[DO THIS]
Copy the listing below word for word, keeping every line in its original order.

::: RECORDS FOR THE EXERCISE

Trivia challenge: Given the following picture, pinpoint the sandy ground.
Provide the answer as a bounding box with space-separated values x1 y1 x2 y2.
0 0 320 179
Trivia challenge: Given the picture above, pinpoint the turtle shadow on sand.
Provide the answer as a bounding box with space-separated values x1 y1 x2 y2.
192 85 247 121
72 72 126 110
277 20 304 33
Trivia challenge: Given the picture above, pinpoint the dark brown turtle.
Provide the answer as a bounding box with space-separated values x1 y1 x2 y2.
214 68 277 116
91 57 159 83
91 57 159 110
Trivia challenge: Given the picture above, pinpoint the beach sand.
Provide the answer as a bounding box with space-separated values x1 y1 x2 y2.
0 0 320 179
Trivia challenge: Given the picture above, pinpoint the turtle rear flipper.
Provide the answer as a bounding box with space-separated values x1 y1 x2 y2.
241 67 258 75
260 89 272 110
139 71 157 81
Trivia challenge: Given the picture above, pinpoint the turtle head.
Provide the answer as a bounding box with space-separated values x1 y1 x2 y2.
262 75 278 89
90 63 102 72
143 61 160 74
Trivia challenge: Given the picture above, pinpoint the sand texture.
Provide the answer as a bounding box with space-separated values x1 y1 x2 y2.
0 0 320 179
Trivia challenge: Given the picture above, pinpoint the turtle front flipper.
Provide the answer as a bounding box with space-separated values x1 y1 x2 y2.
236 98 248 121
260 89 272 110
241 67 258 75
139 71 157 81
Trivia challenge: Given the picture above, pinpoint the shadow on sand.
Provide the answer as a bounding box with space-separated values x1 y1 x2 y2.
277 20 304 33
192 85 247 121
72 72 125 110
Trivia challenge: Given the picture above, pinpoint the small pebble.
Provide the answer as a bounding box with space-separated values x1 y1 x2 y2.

::::::

[RESPONSE BELOW]
Trivia challenge: Given the following picture, pinpoint the sandy ground.
Provide the answer as a bounding box with space-separated values x1 y1 x2 y2.
0 0 320 179
Trivia challenge: Given the picture above, pinpoint the turtle shadow on sand.
Provide the answer as a bounding box with space-separated values x1 y1 x2 y2.
192 85 247 121
72 72 126 110
277 20 304 33
Trivia challenge: Given the picture above, pinpoint the dark brown turtle.
Provide the answer as a bounding box with space-separated values x1 y1 x2 y2.
214 68 277 116
91 57 159 83
91 57 159 110
Trivia challenge: Given the picture above, pinpoint the beach sand.
Provide the answer as a bounding box with space-separated values x1 y1 x2 y2.
0 0 320 179
Trivia challenge: Given the picture above, pinpoint the turtle rear flipper.
Provide the answer as a bounding box with space-separated values x1 y1 x2 y2.
241 67 258 75
260 89 272 110
139 71 157 81
Trivia challenge: Given the picture above, pinpoint the turtle head.
Provide the answer as a bounding box with space-separated values x1 y1 x2 y2.
262 75 278 89
90 63 102 72
143 61 160 74
Trivia challenge: Given the picture above, pinpoint the sand texture.
Provide the answer as a bounding box with space-separated values x1 y1 x2 y2.
0 0 320 179
Trivia challenge: Given the picture above, pinpoint the turtle front flipper.
Provide the answer as a bounding box with space-separated values x1 y1 x2 y2.
236 98 248 121
260 89 272 110
241 67 258 75
139 71 157 81
Trivia challenge: Given the picture above, pinpoint the shadow on sand.
Provide the answer as a bounding box with space-separated values x1 y1 x2 y2.
277 20 304 33
192 85 247 121
72 72 125 110
Trivia challenge: Given the picture above, pinpoint the small pebble.
Provide the answer as a bounding box with space-separated values x1 y1 x2 y2.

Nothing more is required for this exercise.